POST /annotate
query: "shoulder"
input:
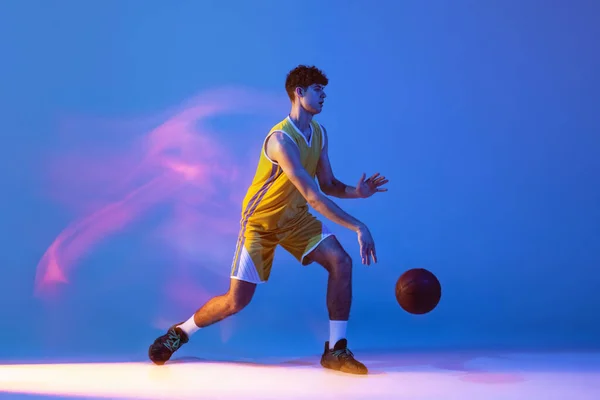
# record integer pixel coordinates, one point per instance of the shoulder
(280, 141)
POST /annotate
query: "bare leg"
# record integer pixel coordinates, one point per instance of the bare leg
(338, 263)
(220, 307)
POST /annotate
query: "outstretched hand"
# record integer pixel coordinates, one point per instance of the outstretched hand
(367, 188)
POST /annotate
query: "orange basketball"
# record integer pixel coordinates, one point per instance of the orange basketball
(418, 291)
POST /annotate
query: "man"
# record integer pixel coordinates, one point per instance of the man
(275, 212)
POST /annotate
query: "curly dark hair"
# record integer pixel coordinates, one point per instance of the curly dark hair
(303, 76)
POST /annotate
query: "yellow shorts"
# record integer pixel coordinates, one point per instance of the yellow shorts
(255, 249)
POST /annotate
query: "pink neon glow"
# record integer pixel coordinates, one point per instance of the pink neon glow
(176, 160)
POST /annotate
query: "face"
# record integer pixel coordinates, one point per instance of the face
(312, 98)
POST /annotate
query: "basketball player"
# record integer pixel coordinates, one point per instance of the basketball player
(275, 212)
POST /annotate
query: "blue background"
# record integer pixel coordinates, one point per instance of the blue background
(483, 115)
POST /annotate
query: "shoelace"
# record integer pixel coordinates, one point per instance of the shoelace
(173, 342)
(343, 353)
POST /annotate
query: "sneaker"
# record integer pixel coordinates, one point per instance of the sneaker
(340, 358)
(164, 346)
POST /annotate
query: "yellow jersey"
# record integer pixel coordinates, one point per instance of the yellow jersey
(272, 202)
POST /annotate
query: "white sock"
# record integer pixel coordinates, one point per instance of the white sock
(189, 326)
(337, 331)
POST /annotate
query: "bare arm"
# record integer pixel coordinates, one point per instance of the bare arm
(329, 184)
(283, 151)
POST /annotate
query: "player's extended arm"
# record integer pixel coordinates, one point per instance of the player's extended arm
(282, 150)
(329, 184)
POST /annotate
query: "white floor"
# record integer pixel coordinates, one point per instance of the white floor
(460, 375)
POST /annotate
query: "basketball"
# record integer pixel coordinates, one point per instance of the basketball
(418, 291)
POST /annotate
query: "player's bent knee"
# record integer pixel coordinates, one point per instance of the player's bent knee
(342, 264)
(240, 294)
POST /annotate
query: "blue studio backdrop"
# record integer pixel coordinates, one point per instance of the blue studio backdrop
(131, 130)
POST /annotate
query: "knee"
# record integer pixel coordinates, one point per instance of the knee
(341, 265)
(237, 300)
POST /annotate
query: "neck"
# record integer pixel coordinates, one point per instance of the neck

STATED PROBLEM.
Reproduce the material above in full and without alteration, but skip all pictures.

OUTPUT FOR THIS EXERCISE.
POST /annotate
query: "shoulder"
input:
# record integer pixel coordinates, one point per instance of the shoulder
(280, 141)
POST /annotate
query: "bare leg"
# record integer pixel coordinates, one point per instance of the bare leg
(338, 263)
(220, 307)
POST /annotate
query: "outstretched hand"
# record integer pixel coordinates, one point per instance of the outstretched hand
(367, 188)
POST /annotate
query: "orange basketball"
# record integer pixel coordinates, one point per instance of the orange basketball
(418, 291)
POST /annotate
query: "man"
# record integer pixel coordinates, one point per instance of the man
(275, 212)
POST /annotate
query: "curly dark hair"
# record integer pixel coordinates, one point per instance of the curly dark hair
(303, 76)
POST /annotate
query: "yellow shorts"
# record integer pixel coordinates, one point per instance of the yellow shorts
(255, 249)
POST /annotate
query: "pink neon glow"
# record integer pixel coordinates, one point per instance of the pink neon glow
(176, 160)
POST /annotate
query: "face"
# record integer pixel coordinates, one point per instance of the face
(312, 98)
POST /annotate
query: "basketball player"
# record integer pixel coordinates, one point per instance of the basketball player
(275, 212)
POST /annotate
query: "blue background"
# record integer pixel coordinates, one point per instance of the blue background
(483, 115)
POST /annotate
query: "shoelace"
# record integer pixel coordinates, one point per instance of the shoelace
(173, 342)
(343, 353)
POST /annotate
query: "sneaker"
# record integer pixel coordinates, one point per instance of the sneaker
(340, 358)
(164, 346)
POST /annotate
query: "yellow jersey"
# record integer pixel coordinates, one point per instance of the yellow jersey
(272, 202)
POST /annotate
query: "white sock"
# record integer pixel coordinates, one point per instance of the white sock
(189, 326)
(337, 331)
POST /annotate
query: "bare arm"
# record integer pixel coordinates, one point per instance of the bare arm
(329, 184)
(283, 151)
POST /annotate
query: "player's extended arm"
# record integer pixel coordinates, one point per instance of the player's extended arm
(282, 150)
(329, 184)
POST /annotate
query: "white floor"
# record integer pixel coordinates, one point per instance of the white floor
(460, 375)
POST /annotate
query: "basketball"
# record integer pixel coordinates, one point per instance of the basketball
(418, 291)
POST /annotate
query: "player's bent knee"
# record integer pixel coordinates, one point per instance of the player's bent knee
(342, 264)
(240, 294)
POST /annotate
query: "blue studio backdrop"
# record integer pixel coordinates, one point per instance of the blue studio backdrop
(131, 130)
POST /annotate
query: "knee"
# record integer pixel coordinates, one point per instance of the knee
(341, 265)
(237, 300)
POST /annotate
query: "neck"
# record integer pixel coordinates, one point per instance of the neck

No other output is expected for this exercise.